• [What is expected]: Give the entries again in full. Nothing may be altered.

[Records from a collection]
------------------------------

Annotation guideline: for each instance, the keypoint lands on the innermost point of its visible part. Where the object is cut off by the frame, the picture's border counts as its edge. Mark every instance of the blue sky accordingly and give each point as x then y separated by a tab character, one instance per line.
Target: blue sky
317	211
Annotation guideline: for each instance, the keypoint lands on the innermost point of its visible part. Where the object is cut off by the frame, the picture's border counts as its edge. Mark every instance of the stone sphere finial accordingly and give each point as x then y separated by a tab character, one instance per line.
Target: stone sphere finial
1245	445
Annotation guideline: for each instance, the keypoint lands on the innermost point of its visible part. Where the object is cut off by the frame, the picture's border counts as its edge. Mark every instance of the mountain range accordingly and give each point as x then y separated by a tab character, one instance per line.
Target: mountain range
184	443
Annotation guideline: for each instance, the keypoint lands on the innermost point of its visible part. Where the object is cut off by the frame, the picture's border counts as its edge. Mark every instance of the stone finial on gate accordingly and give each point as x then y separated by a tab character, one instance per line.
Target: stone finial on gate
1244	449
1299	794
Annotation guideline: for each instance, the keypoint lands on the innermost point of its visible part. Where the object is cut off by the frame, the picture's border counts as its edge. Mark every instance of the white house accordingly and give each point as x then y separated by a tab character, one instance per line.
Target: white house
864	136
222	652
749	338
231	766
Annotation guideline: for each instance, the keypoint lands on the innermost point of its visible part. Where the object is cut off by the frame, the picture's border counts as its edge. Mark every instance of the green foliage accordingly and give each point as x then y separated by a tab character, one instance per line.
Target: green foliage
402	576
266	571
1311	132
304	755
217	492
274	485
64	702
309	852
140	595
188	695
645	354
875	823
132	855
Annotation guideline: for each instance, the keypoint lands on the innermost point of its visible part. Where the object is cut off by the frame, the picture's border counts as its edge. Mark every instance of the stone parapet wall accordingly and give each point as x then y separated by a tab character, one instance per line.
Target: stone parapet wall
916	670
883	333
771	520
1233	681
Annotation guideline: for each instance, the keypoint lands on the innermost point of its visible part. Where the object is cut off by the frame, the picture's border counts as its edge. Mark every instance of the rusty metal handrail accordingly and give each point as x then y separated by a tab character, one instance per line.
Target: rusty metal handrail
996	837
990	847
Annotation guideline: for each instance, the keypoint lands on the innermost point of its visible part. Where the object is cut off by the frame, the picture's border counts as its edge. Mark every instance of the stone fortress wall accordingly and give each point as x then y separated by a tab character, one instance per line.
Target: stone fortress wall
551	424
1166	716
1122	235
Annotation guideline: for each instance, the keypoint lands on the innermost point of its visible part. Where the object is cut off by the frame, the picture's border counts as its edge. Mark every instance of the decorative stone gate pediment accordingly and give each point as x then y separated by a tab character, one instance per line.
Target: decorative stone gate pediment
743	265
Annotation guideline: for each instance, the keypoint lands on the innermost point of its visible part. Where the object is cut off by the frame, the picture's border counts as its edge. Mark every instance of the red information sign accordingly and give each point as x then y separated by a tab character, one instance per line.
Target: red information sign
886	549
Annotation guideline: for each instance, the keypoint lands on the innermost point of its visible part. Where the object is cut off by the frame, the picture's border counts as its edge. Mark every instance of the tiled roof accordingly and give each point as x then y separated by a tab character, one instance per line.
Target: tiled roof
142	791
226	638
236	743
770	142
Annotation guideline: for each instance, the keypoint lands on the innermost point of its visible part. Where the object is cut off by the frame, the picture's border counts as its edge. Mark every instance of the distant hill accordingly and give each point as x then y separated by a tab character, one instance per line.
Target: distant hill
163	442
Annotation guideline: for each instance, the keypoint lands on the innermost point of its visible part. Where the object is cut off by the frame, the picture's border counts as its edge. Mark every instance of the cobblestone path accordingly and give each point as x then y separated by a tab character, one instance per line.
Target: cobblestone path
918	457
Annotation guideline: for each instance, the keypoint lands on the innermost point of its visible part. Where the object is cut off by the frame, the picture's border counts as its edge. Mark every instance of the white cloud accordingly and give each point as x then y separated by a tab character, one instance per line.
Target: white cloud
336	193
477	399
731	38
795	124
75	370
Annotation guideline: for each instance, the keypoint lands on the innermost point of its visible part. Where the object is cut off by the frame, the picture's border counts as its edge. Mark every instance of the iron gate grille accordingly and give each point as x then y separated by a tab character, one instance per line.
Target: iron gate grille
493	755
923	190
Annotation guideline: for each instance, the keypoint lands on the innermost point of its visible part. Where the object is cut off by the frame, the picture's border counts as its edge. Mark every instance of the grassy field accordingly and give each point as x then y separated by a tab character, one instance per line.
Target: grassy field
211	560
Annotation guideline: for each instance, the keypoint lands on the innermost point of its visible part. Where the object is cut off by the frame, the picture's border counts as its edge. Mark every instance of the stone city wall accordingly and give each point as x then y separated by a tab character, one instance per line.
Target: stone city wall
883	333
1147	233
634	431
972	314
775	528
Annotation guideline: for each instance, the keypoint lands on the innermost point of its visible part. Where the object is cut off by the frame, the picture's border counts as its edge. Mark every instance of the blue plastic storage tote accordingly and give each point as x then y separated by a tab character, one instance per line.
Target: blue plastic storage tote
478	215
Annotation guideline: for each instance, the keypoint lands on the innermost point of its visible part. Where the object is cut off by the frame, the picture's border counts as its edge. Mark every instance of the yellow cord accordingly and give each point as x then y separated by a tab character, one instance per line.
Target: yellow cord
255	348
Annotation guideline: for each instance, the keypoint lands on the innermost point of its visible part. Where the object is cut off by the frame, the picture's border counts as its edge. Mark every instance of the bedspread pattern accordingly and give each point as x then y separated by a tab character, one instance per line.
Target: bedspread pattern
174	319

------------------------------

• [Result of this exercise]:
Annotation guideline: for each instance, the keypoint lands on the innermost point of its visible part. Where the object is cut off by the frame, the picture's border counts as its edge. Mark every instance of the blue sky accordingly and give each point as x then y separated by a tab character, one instance per line.
Target: blue sky
317	211
Annotation guideline: for each instance, the keypoint lands on the innermost point of its visible part. Where the object is cut off by the frame, the picture's border counts as its edge. Mark every instance of the stone sphere finial accordingly and give each point as x then y separated by a tab character, one instance per line.
Target: stone sphere finial
1245	445
Annotation guideline: for each instance, the keypoint lands on the innermost point of its visible part. Where the object is cut off by the frame, the picture's border counts as its edge. Mark every instance of the mountain range accordingly and give each point as x then y separated by a tab character, one instance per line.
Target: mountain range
184	443
Annotation guideline: for each instance, the keypoint lands on the innermost point of its visible part. Where the object is cut off by the frame, the picture's border counts as its edge. Mark every instance of the stone finial on gate accordingly and give each point as x then y separated by a tab character, one instance per line.
Target: stone finial on gate
1244	449
1299	794
Annotation guideline: for each instance, the keypoint lands on the innermost point of its visible part. Where the object is cut off by the frame, the picture's border counts as its edge. Mark every instance of the white house accordingly and give each point as x then y separated by a tab character, one instance per line.
Target: white house
864	136
222	652
749	338
231	766
Annotation guideline: for each instance, the keypoint lands on the innermost point of its visible part. Where the object is cut off by the frame, the picture's border counts as its edge. Mark every instance of the green foliage accordingly and give each point as x then y separated by a tab character, one instance per line.
Target: green foliage
402	576
266	571
1311	132
304	755
217	492
274	485
64	702
309	852
140	595
188	695
645	354
875	823
132	855
Annotation guideline: for each instance, the keypoint lands on the innermost point of its visible part. Where the object is cut off by the frame, the picture's border counts as its edge. Mark every instance of the stone parapet wall accordingly and give each point as x then y separated by a tab character, one instance per line.
Target: stone parapet wall
916	670
883	333
771	520
1233	681
Annotation guideline: for each instance, the keypoint lands on the innermost point of its visible part. Where the object is cut off by the frame, the picture's border counts as its edge. Mark every instance of the rusty metal handrail accordingly and give each point as x then y separated by a tab character, one instance per line.
Target: rusty metal handrail
996	837
990	847
Annotation guideline: for each instance, the keypoint lands on the innermost point of its visible part. Where the object is cut off by the frame, the picture's border counts as its edge. Mark every instance of the stone fortress wall accordingly and give each point as x then y separated by a tab character, one instance per line.
Target: stone fortress wall
551	424
1166	716
1122	235
Annotation guideline: for each instance, the keypoint lands on the innermost point of its visible part. Where the object is cut off by the frame, the picture's border counts as its edge. Mark every instance of the decorative stone gate pediment accordingly and give each point as x then y separated by a tab character, one instance per line.
Target: decorative stone gate pediment
743	265
Annotation guideline: for each instance, the keypoint lands on the innermost point of its visible part. Where the object is cut off by the frame, the picture's border counts as its edge. Mark every instance of the red information sign accordingly and give each point as x then y separated by a tab character, one instance per line.
Target: red information sign
886	549
Annotation guideline: for each instance, the keypoint lands on the innermost point of its visible part. Where the object is cut off by the frame, the picture's border counts as its edge. Mark every instance of the tiled roof accordingly and give each point as x then y separated by a tab character, one instance per line.
Target: tiled roof
142	791
226	638
236	743
770	142
Annotation guideline: for each instance, the keypoint lands on the innermost point of its visible part. Where the object is cut off by the frame, the picture's border counts as its edge. Mark every instance of the distant hill accordingly and give each point as x then y separated by a tab character, one instance per line.
Target: distant hill
163	442
Annotation guideline: for each instance, the keypoint lands on the innermost point of its visible part. Where the object is cut off by the frame, the picture's border counts as its edge. Mark every instance of the cobblestone path accordingly and give each point as x then y separated by a tab character, one instance per line.
Target: cobblestone path
918	457
Annotation guideline: for each instance, the keypoint lands on the innermost point of its visible part. Where the object is cut off by the frame, the picture's border counts as its edge. Mark every instance of the white cloud accordingly and give each point as x then y separated by a tab character, one instance per line.
Target: white cloud
336	193
477	399
731	38
795	124
75	370
Annotation guideline: for each instance, the keypoint lands on the innermost point of its visible part. Where the object is cut off by the frame, the picture's border counts as its edge. Mark every instance of the iron gate grille accordingly and give each point as x then y separated by a tab character, one instance per line.
Target: iron gate grille
493	755
923	190
Annotation guideline: for each instance, the keypoint lands on the innermost point of its visible part. Where the object is cut off by the frame, the picture's border counts as its edge. Mark every instance of the grassy field accordingly and give each point as x then y separated by a tab character, one instance per line.
Target: grassy field
211	560
Annotation guideline: for each instance, the keypoint lands on the innermost point of its visible part. Where the object is cut off by the frame, the picture's border counts as its edge. Mark every instance of the stone city wall accordingly and give each point as x then y separated by a tab character, one instance per line.
Target: stone city wall
883	333
1147	233
634	431
972	314
775	528
Annotation guideline: for each instance, the keypoint lands on the innermost point of its visible part. Where the object is cut off by the frame, the picture's border counts as its edge. Mark every instance of the blue plastic storage tote accordingly and give each point as x then y separated by a tab character, one instance per line.
Target: blue plastic storage tote
478	215
Annotation guideline: for each instance, the keypoint lands on the innermost point of its visible part. Where the object is cut off by the frame, the picture's border counts as its edge. Mark every instance of the yellow cord accordingly and give each point as x then y separated by a tab character, one instance per line.
Target: yellow cord
255	348
Annotation guideline: for each instance, the keypoint lands on the innermost point of its visible part. Where the object is cut off by the frame, the picture's border counts as its edge. Mark every instance of the bedspread pattern accordingly and give each point as x then y separated by a tab character, one instance per line.
Target: bedspread pattern
174	319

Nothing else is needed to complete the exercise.